_Source information_

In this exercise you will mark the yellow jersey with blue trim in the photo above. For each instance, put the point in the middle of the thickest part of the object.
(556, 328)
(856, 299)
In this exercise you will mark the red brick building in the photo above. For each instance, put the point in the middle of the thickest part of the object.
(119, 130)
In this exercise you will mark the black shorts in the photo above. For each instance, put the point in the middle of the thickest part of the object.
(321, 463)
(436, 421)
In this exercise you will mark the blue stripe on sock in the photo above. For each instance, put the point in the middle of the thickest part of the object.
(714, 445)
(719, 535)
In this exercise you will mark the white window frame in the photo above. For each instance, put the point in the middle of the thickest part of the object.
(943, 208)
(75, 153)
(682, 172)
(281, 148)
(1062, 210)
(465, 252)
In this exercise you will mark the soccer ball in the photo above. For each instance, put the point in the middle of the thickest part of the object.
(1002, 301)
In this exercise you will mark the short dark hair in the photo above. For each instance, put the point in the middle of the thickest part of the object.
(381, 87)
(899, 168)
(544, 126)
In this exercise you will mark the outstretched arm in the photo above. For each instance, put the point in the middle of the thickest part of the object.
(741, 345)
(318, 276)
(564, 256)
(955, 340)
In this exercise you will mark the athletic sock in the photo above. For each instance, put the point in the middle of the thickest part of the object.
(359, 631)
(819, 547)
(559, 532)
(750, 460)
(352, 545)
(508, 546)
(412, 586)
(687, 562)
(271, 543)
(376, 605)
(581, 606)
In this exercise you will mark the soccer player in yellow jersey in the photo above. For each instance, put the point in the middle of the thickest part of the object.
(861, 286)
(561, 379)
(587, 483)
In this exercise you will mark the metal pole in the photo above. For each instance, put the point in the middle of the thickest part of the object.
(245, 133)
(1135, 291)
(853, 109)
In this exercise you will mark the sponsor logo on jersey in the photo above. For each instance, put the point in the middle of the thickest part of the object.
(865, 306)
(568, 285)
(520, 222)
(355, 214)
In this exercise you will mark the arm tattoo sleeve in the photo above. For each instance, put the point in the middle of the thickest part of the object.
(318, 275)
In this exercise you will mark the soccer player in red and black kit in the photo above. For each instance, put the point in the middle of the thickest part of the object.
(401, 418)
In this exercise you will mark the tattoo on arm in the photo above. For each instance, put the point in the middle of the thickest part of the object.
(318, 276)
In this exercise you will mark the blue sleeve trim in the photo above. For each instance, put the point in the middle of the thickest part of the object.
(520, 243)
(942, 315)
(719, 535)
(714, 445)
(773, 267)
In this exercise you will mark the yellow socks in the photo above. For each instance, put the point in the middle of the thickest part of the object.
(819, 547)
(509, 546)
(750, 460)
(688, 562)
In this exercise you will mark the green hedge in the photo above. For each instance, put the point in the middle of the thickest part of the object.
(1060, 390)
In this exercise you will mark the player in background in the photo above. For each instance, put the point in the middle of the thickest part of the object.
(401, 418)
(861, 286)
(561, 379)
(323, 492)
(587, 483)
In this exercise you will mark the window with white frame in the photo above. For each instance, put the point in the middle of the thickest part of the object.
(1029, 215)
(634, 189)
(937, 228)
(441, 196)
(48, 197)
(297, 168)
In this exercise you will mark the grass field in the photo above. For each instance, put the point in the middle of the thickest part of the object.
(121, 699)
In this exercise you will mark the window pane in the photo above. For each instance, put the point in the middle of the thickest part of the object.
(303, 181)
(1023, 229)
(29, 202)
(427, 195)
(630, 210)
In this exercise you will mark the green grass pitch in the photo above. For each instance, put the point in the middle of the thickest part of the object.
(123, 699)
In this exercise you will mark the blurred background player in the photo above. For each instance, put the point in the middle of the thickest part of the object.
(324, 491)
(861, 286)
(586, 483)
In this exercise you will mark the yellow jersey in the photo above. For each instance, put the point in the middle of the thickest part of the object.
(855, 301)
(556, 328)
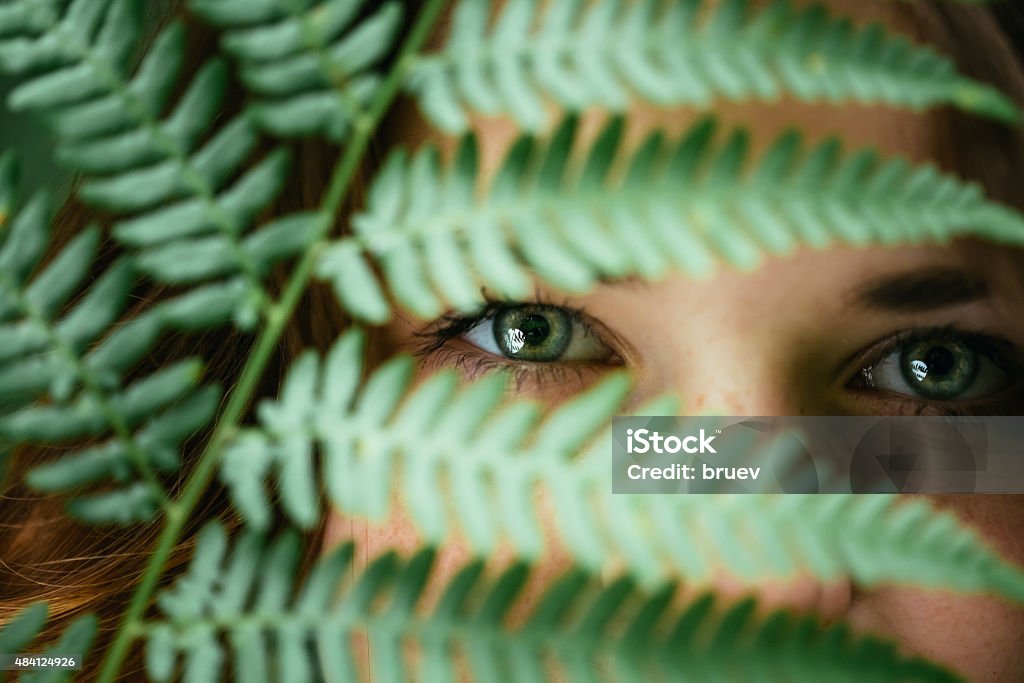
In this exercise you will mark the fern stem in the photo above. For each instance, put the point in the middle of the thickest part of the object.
(178, 512)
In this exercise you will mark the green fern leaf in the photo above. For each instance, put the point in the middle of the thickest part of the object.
(580, 628)
(309, 63)
(385, 441)
(187, 225)
(578, 54)
(61, 369)
(77, 639)
(685, 205)
(18, 633)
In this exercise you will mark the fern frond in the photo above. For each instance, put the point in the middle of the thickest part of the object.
(685, 205)
(76, 639)
(585, 631)
(17, 635)
(578, 54)
(190, 212)
(311, 67)
(61, 370)
(388, 442)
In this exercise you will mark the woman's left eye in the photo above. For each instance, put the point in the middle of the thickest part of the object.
(538, 333)
(939, 370)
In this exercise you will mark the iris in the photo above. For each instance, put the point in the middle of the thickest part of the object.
(939, 370)
(542, 334)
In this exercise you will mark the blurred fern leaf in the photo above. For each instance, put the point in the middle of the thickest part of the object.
(311, 68)
(578, 54)
(685, 206)
(580, 628)
(190, 211)
(19, 632)
(387, 441)
(61, 370)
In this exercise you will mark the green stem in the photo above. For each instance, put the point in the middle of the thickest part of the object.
(177, 513)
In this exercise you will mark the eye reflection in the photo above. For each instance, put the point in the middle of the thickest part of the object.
(941, 367)
(537, 333)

_Brief_
Restate the listing above word for word, and skip the pictures.

_Completed exercise_
In this exercise you will mark the yellow jersey with blue trim in the photo above. For each instance, put the point in the middle of the thickest part of the object.
(556, 328)
(856, 299)
In this exercise you will mark the red brick building in the photo above. For each instance, put the point in the middle of the thickest part of the object.
(119, 130)
In this exercise you will mark the black shorts in the photo above. For each instance, put the point in the middle of the thickest part of the object.
(321, 463)
(436, 421)
In this exercise you will mark the blue stripe on sock in the photo above. For each instance, put the point in the middle of the thickest part of the object.
(714, 445)
(719, 535)
In this exercise you will mark the white window frame in the photo above. For each instance, put the point in the middle of the thickest part of the object.
(943, 208)
(75, 153)
(682, 172)
(281, 148)
(1062, 210)
(465, 252)
In this exercise you will mark the soccer ball in the photo above. For each instance, put the point in the middle of the thickest part of the object.
(1002, 301)
In this exercise you will mark the short dark hair in the photo above. For each instance, put the point in the middle of the thickest part of the object.
(381, 87)
(899, 168)
(544, 126)
In this exercise you will mark the outstretched arm in the photo above. For each instance, put the point in the middle of the thickest part of the object.
(741, 345)
(318, 276)
(564, 256)
(955, 340)
In this exercise you will mark the athletic sock in the photo above. For each instance, put the point in the middle of the thickest part of the object.
(359, 631)
(819, 547)
(559, 532)
(750, 460)
(352, 545)
(508, 546)
(412, 586)
(687, 562)
(271, 543)
(376, 605)
(581, 606)
In this exercise you will mark the soccer player in yellow jersey in the photo above. For each instance, put the point in the middle of the thickest part of the object.
(861, 286)
(561, 379)
(587, 483)
In this exercise you will mark the metal pole in the photo above. For each instance, put the point in the middle of the thickest part of the object.
(245, 133)
(1135, 291)
(853, 109)
In this exercise you will mark the sponsor logo on jersey in the photo above. For each instance, put the point in the middle of the thickest part of the object.
(865, 306)
(568, 285)
(520, 222)
(355, 214)
In this exercise you will mark the arm tattoo sleeve in the photo above. For each instance, put the point in the middle of the thickest part of the object.
(318, 275)
In this exercise you will mark the soccer player in red and black kit in the photo above. For each instance, put the point in the middle of the thickest part of the object.
(401, 418)
In this exercise you will mark the tattoo on arm in the photo above. For each instance, put the point in the middle of the thickest part of the object.
(318, 276)
In this exercise you will mark the blue sleeve trim in the photo above. For each instance, put the point in the middle of the thickest part of the object.
(520, 243)
(942, 315)
(719, 535)
(714, 445)
(773, 267)
In this exercise you will mark the yellow socks in the photo above. For each instance, put the point in the middle of the thickest part of the object.
(819, 547)
(509, 546)
(750, 460)
(688, 562)
In this exercise you will mark the green hedge in the photo above. For each instance, put the point in the middle of the thickest part of the object.
(1060, 390)
In this exercise you will mark the player in background in the photo above. For each instance, put the point in the middle of the thickest part of the object.
(401, 418)
(861, 286)
(561, 379)
(323, 492)
(587, 483)
In this exercise you will mark the window with white frame in the photo above. For each instance, put the point in the middle of the thickest part of the object.
(1029, 215)
(634, 189)
(937, 228)
(441, 196)
(48, 197)
(297, 168)
In this exercise you will mark the grass field in the photo above. For each instance, put the point in the middle of the thickest part of the object.
(121, 699)
In this exercise you will mark the window pane in the photo above. For each instance, put the point in the middle of the thickest part of the object.
(303, 181)
(1023, 229)
(29, 202)
(427, 195)
(630, 210)
In this exercise you will mark the green grass pitch in the photo above. For each instance, put the point in the middle of the thickest part of the object.
(123, 699)
In this exercise you will mark the blurred background player in the photo above. For each instance, put the point in the middle of the thickest part of the object.
(324, 491)
(861, 286)
(586, 483)
In this exercise you will mark the yellow jersey in the photo above. For each instance, put the point in the middle of the thickest part of the object.
(855, 301)
(556, 328)
In this exercise you will mark the fern stem in the photo above. For each instance, put the point in the middle of the thickest part of the object.
(178, 512)
In this exercise you will mark the green fern leaf in the photo above. For each instance, put the point in the middle of the thickest part of the object.
(580, 628)
(309, 63)
(385, 441)
(187, 225)
(578, 54)
(61, 369)
(77, 639)
(685, 205)
(18, 633)
In this exercise you will mark the fern frond in the photo above. For each instance, put the point in the middle of the thickest part of the object.
(685, 205)
(76, 639)
(585, 631)
(17, 635)
(578, 54)
(190, 212)
(311, 67)
(61, 370)
(388, 442)
In this exercise you will mark the woman's left eye in the photo above. For each instance, put the point in the middle of the thickest part of the object.
(538, 333)
(939, 370)
In this exercise you will mark the iris in the photo above. For each instance, put the point in the middle of the thickest part of the object.
(939, 370)
(542, 334)
In this exercise you will mark the blurred fern leaf in the photo above. For each instance, put the point in the middle of the thickest part of the object.
(311, 68)
(578, 54)
(685, 206)
(580, 628)
(190, 211)
(19, 632)
(387, 441)
(61, 370)
In this exercise you will mark the green stem in the photo above. For each instance, put the point in the middle of the thickest part of the object.
(177, 513)
In this exercise you will mark the eye reflection in the photo above. For each instance, put the point in the middle of the thickest part of the object.
(941, 367)
(537, 333)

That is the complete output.